» ИСХОДНЫЙ ТЕКСТ
=====
Что примечательно, различие между шумом и музыкой только в том, что музыка предстаёт как упорядоченное насилие, окультуренное, культурно допустимое. А шум — это насилие не упорядоченное, сырое, дикое, стихийное. Но именно шум направляется музыкой в какое-то нужное русло. Примечательно, что Аттали пытается в целом определить шум и пользуется определением опять-таки из теории информации. Говорит о шуме как о резонансе, который вступает во взаимодействие со слушанием в процессе передачи сообщений. Слушание в широком смысле, то, что резонирует восприятию сообщений. Таким резонансом оказывается неупорядоченное насилие. На картине Брейгеля эта стадия жертвоприношения, на взгляд Аттали, представлена поединком карнавальных фигур. Отношение между шумом и музыкой здесь глубоко диалектично. Музыка на стадии жертвоприношения репрезентирует саму возможность сообщества, того, что люди смогут жить сообща. Что касается способа производства, то есть, непосредственно экономики, то музыка в рамках стадии жертвоприношения не являлась собственно производительным трудом. При производстве музыки не возникала никакая прибавочная стоимость. Музыкальная деятельность оплачивалась жалованьем со стороны господ, либо со стороны институций типа монастырей, либо оплачивалась бартером: например, музыканты могли играть на праздниках за еду. Музыка сама по себе не являлась продуктом. Для стадии жертвоприношения характерно отсутствие кодификации музыки кроме как в устной традиции.
=====
» УСЛОВИЕ ЗАДАНИЯ
Продолжите текст о шуме и музыке у Аттали, начав сразу после его последнего предложения.

» Строки данных
=====
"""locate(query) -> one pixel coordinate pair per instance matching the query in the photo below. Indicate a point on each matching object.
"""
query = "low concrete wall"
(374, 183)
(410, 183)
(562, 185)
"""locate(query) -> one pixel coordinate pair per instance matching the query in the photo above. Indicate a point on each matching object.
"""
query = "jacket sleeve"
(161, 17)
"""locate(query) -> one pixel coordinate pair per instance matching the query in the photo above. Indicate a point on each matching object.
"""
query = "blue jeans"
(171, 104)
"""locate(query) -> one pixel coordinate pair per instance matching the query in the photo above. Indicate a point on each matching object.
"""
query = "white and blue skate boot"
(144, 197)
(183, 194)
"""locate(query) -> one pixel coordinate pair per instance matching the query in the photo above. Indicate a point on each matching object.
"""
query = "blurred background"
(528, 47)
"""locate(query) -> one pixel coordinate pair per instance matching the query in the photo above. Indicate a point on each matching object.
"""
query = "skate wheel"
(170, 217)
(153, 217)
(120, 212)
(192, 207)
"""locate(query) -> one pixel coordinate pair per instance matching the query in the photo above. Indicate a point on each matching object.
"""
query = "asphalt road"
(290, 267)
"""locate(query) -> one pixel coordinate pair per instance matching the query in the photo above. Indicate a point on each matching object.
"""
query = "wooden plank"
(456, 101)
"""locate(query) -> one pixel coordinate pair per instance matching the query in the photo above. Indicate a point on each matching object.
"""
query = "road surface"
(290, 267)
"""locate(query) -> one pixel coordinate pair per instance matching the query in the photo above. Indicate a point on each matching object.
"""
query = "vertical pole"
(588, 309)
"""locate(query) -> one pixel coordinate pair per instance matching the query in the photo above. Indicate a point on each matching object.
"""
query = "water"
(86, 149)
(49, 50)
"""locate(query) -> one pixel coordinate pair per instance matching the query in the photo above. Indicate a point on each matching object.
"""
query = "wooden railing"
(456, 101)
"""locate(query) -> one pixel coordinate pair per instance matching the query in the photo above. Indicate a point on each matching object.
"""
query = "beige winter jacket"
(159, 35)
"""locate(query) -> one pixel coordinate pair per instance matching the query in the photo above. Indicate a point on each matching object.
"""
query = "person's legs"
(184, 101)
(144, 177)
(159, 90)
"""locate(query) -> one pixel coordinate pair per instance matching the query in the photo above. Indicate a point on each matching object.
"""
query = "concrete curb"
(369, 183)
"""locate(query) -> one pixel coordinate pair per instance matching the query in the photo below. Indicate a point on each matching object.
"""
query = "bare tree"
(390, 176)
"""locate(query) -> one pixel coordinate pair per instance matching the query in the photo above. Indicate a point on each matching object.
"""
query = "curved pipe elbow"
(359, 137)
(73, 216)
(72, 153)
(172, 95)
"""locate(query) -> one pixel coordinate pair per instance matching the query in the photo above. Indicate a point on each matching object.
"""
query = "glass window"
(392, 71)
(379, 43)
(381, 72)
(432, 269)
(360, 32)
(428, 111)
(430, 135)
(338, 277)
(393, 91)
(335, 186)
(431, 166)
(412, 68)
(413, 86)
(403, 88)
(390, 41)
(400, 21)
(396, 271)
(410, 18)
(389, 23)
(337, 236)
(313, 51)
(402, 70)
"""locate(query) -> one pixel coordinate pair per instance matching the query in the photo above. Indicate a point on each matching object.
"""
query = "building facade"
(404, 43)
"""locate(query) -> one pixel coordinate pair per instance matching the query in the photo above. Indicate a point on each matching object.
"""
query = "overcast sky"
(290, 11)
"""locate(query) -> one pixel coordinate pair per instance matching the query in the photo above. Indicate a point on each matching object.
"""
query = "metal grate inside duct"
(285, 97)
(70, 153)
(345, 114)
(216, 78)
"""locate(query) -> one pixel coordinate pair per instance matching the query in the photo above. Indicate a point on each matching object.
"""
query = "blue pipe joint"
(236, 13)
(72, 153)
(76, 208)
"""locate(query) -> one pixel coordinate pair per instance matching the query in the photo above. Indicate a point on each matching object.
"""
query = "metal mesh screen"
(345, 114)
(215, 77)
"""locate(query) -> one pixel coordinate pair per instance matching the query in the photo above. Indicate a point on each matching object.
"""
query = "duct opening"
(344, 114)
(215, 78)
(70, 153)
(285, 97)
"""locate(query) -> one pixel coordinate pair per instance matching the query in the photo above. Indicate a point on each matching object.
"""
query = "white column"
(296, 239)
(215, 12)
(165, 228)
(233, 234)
=====
» РЕЗУЛЬТАТ ВЫПОЛНЕНИЯ
Что примечательно, уже тогда в музыке наметилось расслоение на музыку низовую, народную, которая ближе стояла к силам хаоса, неконтролируемого насилия, и музыку для господствующего класса, которая была ближе к полюсу поста. Но следующая стадия бытования музыки и организации сообщества связана с постепенным превращением музыки в предмет обмена, то есть с приобретением товарной формы. Она обозначается Аттали как репрезентация, или представление. Для неё характерно то, что музыка начинает кодифицироваться и превращаться в товар, а музыканты, композиторы и исполнители обретают независимость и экономическую самостоятельность. Если на предшествующей стадии музыка была тесно связана со всевозможными ритуальными практиками, то на этой она прежде всего связывается с практиками представления, или концерта. Эта стадия в политэкономическом плане будет соответствовать капитализму и выдвижению буржуазии на передний план. Хронологически этот процесс начался с распадом Средневековья и закончился в 19 веке. Всё началось с появлением практики нотирования и, соответственно, появлением возможности публикации музыки. С попытками взять под контроль и нотирование, и публикацию музыки и так далее.

Характерная особенность репрезентации — то, что музыка достигает пика рациональной упорядоченности, и музыкальное представление призвано являть для слушателей некий образ мировой гармонии и порядка, некий образ мира в миниатюре. В самой музыке начинают формироваться всевозможные системы, появляется композиторская музыка, на первый план выходит фигура композитора, он «от» и «до» прописывает партитуру. Появляется распределение функций, фигура исполнителя, вторичная по отношению к композитору. Исполнитель просто репрезентирует некий идеальный замысел композитора, который тоже его репрезентирует в виде партитуры. То есть сначала есть идеальный замысел, который стоит во главе всего. Это можно сравнить с идеей мира, которая существует в голове бога, и затем репрезентируется в самом мире. Так же и композитор сначала всё записывает, потом это интерпретируется ещё исполнителями, далее слушателями, но роль слушателя уже третична.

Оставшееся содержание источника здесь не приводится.